**REQUIRED TASK**:
Give every line below again, exactly.

**RECORDS TO PROCESS**:
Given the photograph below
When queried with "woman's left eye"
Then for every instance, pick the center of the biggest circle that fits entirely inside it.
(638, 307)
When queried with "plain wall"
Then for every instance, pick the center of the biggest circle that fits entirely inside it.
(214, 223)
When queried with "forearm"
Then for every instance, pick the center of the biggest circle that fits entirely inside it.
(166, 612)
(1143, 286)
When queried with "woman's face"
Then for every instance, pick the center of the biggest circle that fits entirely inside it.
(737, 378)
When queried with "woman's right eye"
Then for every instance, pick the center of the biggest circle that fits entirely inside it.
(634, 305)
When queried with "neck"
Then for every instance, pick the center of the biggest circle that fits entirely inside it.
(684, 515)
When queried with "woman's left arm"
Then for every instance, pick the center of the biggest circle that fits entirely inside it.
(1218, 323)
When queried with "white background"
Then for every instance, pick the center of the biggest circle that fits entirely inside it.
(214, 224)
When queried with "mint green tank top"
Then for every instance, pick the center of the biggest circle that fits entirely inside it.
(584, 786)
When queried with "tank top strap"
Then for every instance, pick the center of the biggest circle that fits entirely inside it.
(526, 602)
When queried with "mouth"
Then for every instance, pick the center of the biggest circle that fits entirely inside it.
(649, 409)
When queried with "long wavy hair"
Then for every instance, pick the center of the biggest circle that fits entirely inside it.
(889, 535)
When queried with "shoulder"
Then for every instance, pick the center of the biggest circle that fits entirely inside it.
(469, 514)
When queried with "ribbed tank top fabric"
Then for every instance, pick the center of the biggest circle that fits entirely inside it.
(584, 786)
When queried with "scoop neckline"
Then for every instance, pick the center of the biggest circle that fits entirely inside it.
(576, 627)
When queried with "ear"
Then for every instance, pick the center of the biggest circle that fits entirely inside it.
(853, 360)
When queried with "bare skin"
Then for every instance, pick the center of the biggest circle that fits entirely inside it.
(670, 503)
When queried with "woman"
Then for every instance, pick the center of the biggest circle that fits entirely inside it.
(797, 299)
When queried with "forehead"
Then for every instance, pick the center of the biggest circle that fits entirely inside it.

**COMPLETE OUTPUT**:
Given the photograph below
When queried with "woman's left eye"
Then for every instance, pick the center of the biggest circle that fits entirely inside it.
(638, 307)
When queried with "plain wall"
Then for every instance, pick the center of the biggest circle that fits entirely inside it.
(214, 223)
When queried with "forearm"
Then for every instance, pick the center of the biggest circle that fits entirely inside it.
(166, 612)
(1143, 286)
When queried with "woman's face"
Then for every instance, pick the center of the biggest circle that fits entirely inside it.
(737, 378)
When queried with "woman's right eye"
Then for every instance, pick the center of the biggest circle that fits entirely inside it.
(634, 305)
When queried with "neck"
Then for every instance, pick the center of the biggest circle that fits entirely inside it.
(684, 515)
When queried with "woman's left arm"
Then for every instance, pick the center of the biggest circle that fits entirely inside it.
(1218, 323)
When queried with "white background"
Then for every instance, pick the center of the biggest circle that fits entirely inside it.
(214, 224)
When queried with "mint green tank top"
Then for every instance, pick the center of the biggest circle that fits entirely inside it.
(584, 786)
When queried with "tank top strap"
Then for every instance, pick the center of the biggest circle that fits entirely inside it.
(526, 602)
When queried with "mouth"
Then for every instance, pick the center of the biggest circle that fits entirely inside it.
(649, 409)
When queried with "long wavy hair"
Then for every instance, pick the center of the biggest circle that fits entirely inside it.
(889, 535)
When queried with "shoulder"
Then for every instance, pick the center of the biggest circle that fits entirely inside it.
(469, 514)
When queried with "ribbed tank top fabric"
Then for every instance, pick the center of the biggest circle that fits entirely inside it.
(584, 786)
When queried with "scoop neckline"
Then for every instance, pick the center of the biggest circle that fits entirely inside it.
(576, 627)
When queried with "ear"
Then for every instance, pick the center of the biggest circle that fits entirely inside it.
(853, 360)
When queried with "bare skin"
Then for every instance, pick the center of the biggest circle that fits entirely inside it.
(670, 503)
When queried with "woman"
Then for every instance, pick the center of the biggest circle that fits entirely inside it.
(797, 299)
When queried with "forehead"
Then for every instance, pick the center of the biggest circle that fits entirely inside it.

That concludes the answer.